• _Selected excerpt_:
____________
Big Daddy

I have been wondering lately if there are ever any genetic mutations of, say, Daddy Long Legs.  You see, before I did the research for this blog entry and said research destroyed the whole premise of this entry, I was under the mistaken belief that Daddy Long Legs were the most poisonous spider around, and that their poor little jaws were too small to issue a bite to humans, thus sparing us a slow and painful death (who would tell if he were seizing due to a Daddy Long Leg bite?), thus allowing us to pull his legs off one by one to watch them wiggle on the concrete.  Wow.  That sentence was Faulkner-like.

Since my 3-year old has been having screaming dreams about spiders crawling all over her, or alternately just a really big one chasing her for the bite, I had a brilliant 2 a.m. plan.  Since she likes to play with dead and alive cicadas, maybe should would want to play with a Daddy Long Legs to help her get over her fear that spiders just want to bite her, even if it is true.  I could teach her about which spiders are safe to scream and point at, which ones deserve an immediate squash and which could be held, petted and the legs pulled off of.
____________
Collected data:
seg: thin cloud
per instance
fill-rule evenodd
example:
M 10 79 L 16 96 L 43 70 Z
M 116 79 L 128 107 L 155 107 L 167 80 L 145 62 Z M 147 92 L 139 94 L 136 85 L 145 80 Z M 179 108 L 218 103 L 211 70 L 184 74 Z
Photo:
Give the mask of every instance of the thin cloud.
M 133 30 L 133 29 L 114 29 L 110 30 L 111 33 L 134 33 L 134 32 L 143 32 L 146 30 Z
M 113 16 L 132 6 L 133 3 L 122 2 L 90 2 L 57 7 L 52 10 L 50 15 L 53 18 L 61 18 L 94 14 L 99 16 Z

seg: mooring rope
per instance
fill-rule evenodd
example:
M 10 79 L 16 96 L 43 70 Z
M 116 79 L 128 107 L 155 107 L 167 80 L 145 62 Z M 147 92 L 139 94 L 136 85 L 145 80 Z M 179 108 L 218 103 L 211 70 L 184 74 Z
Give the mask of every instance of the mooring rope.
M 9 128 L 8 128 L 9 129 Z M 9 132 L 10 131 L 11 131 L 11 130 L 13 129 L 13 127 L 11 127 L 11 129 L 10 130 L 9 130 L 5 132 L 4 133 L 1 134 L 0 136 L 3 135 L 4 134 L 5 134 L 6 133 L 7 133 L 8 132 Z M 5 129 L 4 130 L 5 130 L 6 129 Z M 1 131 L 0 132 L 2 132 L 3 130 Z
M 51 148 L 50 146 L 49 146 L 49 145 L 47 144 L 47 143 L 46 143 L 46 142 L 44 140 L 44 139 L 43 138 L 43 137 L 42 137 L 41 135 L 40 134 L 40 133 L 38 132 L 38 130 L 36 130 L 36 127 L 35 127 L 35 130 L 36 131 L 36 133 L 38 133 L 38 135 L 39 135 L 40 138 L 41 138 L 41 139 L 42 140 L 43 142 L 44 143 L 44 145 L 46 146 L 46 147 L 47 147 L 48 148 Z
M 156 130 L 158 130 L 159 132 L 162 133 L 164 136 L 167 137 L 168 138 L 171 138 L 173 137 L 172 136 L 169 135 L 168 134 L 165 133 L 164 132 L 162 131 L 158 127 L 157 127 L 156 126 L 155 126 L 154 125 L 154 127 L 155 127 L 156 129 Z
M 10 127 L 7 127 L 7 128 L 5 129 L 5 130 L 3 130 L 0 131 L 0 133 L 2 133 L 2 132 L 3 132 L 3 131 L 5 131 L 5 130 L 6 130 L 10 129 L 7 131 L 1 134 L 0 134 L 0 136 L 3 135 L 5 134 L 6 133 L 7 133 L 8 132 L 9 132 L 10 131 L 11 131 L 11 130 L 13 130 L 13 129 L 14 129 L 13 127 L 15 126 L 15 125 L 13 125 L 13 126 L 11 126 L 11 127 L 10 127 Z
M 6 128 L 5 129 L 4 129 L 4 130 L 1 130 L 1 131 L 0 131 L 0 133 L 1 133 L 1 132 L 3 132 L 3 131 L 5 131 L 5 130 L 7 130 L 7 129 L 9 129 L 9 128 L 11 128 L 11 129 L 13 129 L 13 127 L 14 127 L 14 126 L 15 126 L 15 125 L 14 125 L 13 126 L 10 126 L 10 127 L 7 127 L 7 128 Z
____________
• _Requirement 1_:
Rewrite the blog entry about Daddy Long Legs from "Since my 3-year" up to and including "pulled off of.", putting "crickets" in place of "cicadas".
• _Requirement 2_:
Extend the blog entry about Daddy Long Legs, picking up after its last sentence.

• _Exercise result 1_:
Since my 3-year old has been having screaming dreams about spiders crawling all over her, or alternately just a really big one chasing her for the bite, I had a brilliant 2 a.m. plan.  Since she likes to play with dead and alive crickets, maybe should would want to play with a Daddy Long Legs to help her get over her fear that spiders just want to bite her, even if it is true.  I could teach her about which spiders are safe to scream and point at, which ones deserve an immediate squash and which could be held, petted and the legs pulled off of.

• _Exercise result 2_:
By 3 a.m., I started to worry about things like genetic mutations.  What if I caught her a nice Daddy Long Logs pet, and it happened to be the 1 out of 1,000,000,000 to be born with enormous Daddy-jaws?  What if said Enormous Daddy-jaws then bit her?!  At three, I am sure she would not be embarrassed to admit she was bitten, but still.  The most poisonous venom of the spider world?  This got me thinking -- I certainly don't want to give my child a Daddy Long Legs to get her over her bad dreams if there is an off-chance that this thing is genetically abnormal.  How would I be able to tell?  Measure the jaw size?  Creepy!

So all bets are off. There will be no Daddy pet.

Then I woke up this morning a little early to do some "research" and learned of Mythbusters, Season 1 Episode 13:  Buried in the Concrete, Daddy Long Legs, Jet Taxi.  Let's just say, it ain't so.  All of that worthless, neurotic worrying--about the poisonous part!  Still, it COULD have really big biting jaws due to genetic abnormality or mutation...right?!